Region labeling records
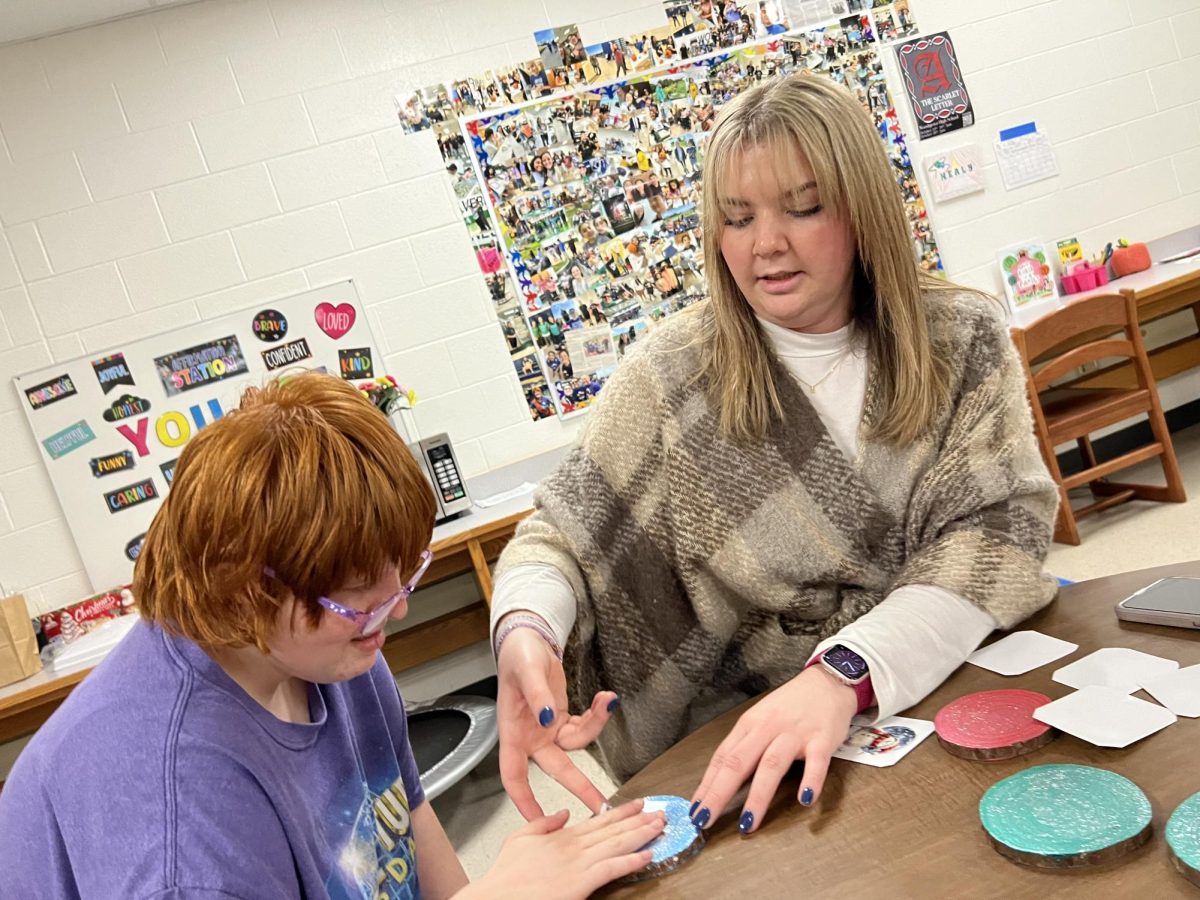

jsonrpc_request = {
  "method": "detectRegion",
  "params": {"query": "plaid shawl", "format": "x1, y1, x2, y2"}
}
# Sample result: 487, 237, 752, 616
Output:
499, 293, 1057, 781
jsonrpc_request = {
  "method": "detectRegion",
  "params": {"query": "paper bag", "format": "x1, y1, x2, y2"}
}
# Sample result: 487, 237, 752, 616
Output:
0, 594, 42, 685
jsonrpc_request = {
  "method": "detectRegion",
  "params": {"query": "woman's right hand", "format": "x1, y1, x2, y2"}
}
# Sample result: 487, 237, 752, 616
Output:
496, 620, 617, 821
455, 801, 666, 900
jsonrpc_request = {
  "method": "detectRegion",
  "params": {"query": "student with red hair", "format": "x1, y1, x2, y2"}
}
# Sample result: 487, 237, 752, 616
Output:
0, 373, 662, 900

Given exercise >>
Retype every line of the records above exactly, leaving out the pictures.

Result for this task >>
jsonrpc_request = {
  "method": "detectRegion",
  "params": {"query": "plaid shawl", "format": "x1, y1, x2, y2"}
}
# Sample result: 487, 237, 752, 616
Output:
499, 293, 1057, 781
jsonrpc_request = {
  "method": "detectRegion",
  "params": {"query": "paper bag", "format": "x1, y1, x2, y2"}
}
# Sample result: 487, 237, 752, 616
Output:
0, 594, 42, 685
jsonrpc_request = {
  "method": "detectRegion",
  "params": {"query": "woman's right hand", "format": "x1, y1, x2, y2"}
}
# Sample result: 487, 237, 752, 616
Output:
496, 620, 617, 821
455, 801, 666, 900
jsonrpc_request = {
  "method": "detectRegion",
  "params": {"query": "student with red hair", "format": "x1, y1, x2, y2"}
}
# Sample result: 487, 237, 752, 616
Output:
0, 373, 662, 900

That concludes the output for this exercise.